## [Texte fourni]
⁂

Maths en refuge !

Tribune libre
Écrit par Jacques Istas
Publié le 14 janvier 2009

l y a un an, je me faisais un week-end de remise à niveau en cartographie/GPS avant de partir en terre de Baffin. Vérifications classiques sur la boussole, les différents pôles Nord, le fonctionnement du GPS (au fait, quel est le nombre minimal de satellites qu’il faut capter pour que le GPS fonctionne ?) et les systèmes de cartes. Jean-Ro, un copain moniteur d’escalade, accompagnateur en montagne, et fâché avec les maths depuis la 6ème, me demande pourquoi il n’existe pas de carte « parfaite ». Damned, il me faut répondre avec les moyens du bord !

⁂

## [Données extraites]
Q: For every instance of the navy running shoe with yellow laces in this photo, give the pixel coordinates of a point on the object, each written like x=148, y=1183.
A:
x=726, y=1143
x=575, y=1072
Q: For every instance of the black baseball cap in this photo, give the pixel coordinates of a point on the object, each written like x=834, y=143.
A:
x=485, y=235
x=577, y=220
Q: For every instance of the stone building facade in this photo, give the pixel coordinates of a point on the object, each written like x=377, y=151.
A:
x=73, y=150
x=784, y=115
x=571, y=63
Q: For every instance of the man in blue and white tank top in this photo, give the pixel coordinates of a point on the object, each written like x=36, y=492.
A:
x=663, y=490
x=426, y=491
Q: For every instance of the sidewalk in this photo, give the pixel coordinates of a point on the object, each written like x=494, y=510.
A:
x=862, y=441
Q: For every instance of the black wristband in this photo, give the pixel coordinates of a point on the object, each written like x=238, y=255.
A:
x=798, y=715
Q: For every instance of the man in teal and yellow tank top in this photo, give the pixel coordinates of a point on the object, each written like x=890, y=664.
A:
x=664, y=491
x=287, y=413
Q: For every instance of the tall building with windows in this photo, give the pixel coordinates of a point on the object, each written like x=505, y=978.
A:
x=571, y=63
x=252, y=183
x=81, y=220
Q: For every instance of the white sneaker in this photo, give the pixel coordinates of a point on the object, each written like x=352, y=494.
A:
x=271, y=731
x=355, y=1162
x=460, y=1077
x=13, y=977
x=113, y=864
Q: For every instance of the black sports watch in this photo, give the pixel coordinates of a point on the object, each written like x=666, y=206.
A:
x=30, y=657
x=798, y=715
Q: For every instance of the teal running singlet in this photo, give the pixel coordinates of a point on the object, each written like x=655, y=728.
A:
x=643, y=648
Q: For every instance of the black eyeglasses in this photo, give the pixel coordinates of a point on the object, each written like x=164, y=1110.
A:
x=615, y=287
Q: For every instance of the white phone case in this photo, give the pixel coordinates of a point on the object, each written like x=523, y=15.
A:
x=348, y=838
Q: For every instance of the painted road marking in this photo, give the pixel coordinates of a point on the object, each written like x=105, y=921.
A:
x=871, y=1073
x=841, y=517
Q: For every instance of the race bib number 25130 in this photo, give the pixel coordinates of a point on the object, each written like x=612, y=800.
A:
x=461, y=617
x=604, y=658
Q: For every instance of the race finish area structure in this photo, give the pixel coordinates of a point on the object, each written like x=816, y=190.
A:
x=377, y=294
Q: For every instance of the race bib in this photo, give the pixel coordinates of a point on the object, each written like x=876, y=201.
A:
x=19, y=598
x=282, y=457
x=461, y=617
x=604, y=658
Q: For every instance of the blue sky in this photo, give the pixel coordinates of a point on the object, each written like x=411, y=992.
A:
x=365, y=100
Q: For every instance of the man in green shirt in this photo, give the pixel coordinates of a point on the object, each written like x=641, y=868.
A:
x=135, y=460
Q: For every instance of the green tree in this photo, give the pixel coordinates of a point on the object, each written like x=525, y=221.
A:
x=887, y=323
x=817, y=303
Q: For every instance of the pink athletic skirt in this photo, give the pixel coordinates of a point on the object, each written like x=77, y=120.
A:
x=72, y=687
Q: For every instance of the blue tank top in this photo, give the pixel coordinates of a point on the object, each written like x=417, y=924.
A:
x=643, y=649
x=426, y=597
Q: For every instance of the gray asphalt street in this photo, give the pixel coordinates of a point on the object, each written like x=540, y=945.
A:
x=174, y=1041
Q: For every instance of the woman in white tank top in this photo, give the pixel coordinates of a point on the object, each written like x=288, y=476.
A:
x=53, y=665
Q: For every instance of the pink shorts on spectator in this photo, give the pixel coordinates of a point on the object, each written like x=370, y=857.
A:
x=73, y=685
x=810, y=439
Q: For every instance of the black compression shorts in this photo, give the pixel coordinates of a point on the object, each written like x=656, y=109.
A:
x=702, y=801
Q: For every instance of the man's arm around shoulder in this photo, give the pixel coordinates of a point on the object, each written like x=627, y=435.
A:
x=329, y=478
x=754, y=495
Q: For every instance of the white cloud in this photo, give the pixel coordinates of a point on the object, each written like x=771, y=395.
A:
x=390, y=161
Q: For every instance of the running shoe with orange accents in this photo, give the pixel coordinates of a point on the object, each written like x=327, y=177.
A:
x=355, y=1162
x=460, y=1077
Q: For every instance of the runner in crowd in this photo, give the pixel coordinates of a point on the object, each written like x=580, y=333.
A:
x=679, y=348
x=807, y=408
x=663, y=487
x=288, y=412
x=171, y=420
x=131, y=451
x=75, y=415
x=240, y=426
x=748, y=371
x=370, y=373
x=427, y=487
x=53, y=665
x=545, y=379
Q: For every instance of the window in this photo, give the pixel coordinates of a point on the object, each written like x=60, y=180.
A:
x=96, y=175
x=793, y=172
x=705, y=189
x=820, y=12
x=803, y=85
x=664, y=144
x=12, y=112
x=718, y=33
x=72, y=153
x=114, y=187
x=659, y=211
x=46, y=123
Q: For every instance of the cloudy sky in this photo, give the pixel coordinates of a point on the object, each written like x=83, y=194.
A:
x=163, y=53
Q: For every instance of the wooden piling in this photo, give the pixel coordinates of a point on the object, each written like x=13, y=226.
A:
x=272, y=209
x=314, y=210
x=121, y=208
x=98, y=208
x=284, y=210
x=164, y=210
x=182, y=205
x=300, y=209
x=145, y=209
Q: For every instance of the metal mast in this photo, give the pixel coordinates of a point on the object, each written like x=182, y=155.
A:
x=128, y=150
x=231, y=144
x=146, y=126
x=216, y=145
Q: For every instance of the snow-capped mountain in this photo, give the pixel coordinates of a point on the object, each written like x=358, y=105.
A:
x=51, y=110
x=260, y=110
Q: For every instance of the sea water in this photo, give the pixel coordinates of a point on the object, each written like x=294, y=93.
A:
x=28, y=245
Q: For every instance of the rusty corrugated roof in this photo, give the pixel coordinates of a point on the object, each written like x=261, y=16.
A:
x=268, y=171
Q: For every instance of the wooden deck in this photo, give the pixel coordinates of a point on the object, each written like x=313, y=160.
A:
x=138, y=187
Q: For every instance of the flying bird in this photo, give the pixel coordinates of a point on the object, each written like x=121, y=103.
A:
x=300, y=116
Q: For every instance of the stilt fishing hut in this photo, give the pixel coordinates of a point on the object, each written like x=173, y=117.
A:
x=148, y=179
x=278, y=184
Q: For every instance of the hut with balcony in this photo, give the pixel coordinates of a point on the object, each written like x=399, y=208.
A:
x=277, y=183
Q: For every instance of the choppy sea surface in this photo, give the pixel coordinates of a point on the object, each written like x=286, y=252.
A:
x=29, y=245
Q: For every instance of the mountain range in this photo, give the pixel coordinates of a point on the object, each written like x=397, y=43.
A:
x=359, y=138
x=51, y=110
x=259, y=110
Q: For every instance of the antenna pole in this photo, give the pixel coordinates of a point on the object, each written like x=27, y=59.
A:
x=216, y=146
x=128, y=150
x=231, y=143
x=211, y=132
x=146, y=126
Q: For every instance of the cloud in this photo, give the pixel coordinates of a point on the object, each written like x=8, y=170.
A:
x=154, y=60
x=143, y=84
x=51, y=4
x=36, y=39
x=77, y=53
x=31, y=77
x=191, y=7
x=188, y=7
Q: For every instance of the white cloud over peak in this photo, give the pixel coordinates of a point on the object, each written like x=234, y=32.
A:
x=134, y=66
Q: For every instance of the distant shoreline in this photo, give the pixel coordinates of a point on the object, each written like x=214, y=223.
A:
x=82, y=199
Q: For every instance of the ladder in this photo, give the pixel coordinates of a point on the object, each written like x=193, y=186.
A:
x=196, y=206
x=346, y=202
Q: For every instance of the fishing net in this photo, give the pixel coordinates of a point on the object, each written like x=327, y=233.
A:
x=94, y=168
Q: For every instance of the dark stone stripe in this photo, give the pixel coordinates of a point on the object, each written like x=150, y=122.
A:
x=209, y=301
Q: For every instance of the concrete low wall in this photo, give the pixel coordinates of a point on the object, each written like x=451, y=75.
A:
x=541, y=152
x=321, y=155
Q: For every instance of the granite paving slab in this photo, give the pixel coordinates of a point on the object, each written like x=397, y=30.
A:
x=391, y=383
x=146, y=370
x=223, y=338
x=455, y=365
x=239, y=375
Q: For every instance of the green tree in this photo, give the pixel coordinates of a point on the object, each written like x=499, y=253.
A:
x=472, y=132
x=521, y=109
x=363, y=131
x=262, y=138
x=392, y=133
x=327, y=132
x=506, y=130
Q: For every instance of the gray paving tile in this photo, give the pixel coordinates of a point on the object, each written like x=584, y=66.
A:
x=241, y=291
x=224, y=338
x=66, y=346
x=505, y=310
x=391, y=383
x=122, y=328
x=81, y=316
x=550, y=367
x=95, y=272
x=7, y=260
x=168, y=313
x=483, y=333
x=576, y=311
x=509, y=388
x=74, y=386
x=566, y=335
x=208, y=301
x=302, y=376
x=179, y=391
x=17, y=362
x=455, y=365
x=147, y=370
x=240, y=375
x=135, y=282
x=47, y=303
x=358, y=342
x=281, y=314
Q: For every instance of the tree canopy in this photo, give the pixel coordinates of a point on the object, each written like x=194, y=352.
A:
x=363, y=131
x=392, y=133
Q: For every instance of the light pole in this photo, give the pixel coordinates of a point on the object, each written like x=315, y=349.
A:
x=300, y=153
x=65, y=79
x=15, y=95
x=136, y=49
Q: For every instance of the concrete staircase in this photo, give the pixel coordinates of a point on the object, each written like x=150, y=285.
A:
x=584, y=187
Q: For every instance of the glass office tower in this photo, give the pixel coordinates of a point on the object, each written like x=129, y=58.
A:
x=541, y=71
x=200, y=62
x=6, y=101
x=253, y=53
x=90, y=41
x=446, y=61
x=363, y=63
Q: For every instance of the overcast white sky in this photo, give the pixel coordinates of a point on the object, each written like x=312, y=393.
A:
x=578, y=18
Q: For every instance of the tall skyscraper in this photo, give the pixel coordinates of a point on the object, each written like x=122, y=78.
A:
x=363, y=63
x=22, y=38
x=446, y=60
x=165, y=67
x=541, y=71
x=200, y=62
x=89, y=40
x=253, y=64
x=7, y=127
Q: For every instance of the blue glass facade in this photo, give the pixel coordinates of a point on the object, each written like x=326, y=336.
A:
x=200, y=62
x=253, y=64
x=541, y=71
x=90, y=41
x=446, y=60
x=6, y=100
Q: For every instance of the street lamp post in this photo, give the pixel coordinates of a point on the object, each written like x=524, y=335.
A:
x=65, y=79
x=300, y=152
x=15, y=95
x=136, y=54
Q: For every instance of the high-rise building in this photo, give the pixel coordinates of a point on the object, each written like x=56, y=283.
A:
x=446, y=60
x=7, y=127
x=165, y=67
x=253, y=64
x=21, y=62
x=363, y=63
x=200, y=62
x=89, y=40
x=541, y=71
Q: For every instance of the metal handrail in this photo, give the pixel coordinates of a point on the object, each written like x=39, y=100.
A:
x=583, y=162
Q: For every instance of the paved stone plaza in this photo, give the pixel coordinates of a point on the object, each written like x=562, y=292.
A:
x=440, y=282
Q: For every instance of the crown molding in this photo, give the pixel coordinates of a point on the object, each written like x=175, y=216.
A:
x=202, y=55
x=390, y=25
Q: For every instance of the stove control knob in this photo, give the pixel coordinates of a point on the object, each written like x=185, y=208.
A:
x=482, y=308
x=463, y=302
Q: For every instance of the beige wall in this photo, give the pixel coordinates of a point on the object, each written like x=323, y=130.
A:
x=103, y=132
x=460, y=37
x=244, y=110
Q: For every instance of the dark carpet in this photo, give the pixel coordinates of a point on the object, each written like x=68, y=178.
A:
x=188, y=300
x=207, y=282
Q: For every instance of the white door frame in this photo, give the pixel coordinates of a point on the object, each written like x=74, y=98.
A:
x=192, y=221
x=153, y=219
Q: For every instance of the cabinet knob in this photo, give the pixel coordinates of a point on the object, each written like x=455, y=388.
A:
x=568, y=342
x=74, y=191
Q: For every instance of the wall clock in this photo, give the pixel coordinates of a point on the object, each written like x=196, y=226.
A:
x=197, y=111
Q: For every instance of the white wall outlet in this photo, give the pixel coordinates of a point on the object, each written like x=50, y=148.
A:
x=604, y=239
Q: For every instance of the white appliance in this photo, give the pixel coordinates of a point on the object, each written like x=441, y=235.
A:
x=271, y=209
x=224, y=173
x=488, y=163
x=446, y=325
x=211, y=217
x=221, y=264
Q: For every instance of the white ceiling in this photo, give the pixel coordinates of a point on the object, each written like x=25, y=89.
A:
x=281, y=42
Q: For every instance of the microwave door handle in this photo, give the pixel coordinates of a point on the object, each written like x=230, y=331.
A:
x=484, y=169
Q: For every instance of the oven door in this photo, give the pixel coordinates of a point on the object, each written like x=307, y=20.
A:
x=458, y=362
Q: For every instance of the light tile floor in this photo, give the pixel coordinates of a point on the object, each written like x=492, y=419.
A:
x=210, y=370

⁂

## [Série de tâches]
A – Dans le texte fourni, quelle question Jean-Ro pose-t-il au sujet des cartes ?
B – Mettez à l'échelle les lignes des données extraites, de celle qui contient "Q: For every instance of the white door" jusqu'à celle qui contient "x=281, y=42", incluse. Recopiez-les toutes avec leurs énoncés, en multipliant chaque coordonnée des réponses par 0,2 et en arrondissant à l'entier, les demis vers le haut.

## [Réponses]
A – Il demande pourquoi il n'existe pas de carte « parfaite ».

B –
Q: For every instance of the white door frame in this photo, give the pixel coordinates of a point on the object, each written like x=74, y=98.
A:
x=38, y=44
x=31, y=44
Q: For every instance of the cabinet knob in this photo, give the pixel coordinates of a point on the object, each written like x=455, y=388.
A:
x=114, y=68
x=15, y=38
Q: For every instance of the wall clock in this photo, give the pixel coordinates of a point on the object, each written like x=196, y=226.
A:
x=39, y=22
Q: For every instance of the white wall outlet in this photo, give the pixel coordinates of a point on the object, each written like x=50, y=148.
A:
x=121, y=48
Q: For every instance of the white appliance in this photo, give the pixel coordinates of a point on the object, each written like x=441, y=235.
A:
x=54, y=42
x=45, y=35
x=98, y=33
x=89, y=65
x=42, y=43
x=44, y=53
Q: For every instance of the white ceiling in this photo, give the pixel coordinates of a point on the object, each written like x=25, y=89.
A:
x=56, y=8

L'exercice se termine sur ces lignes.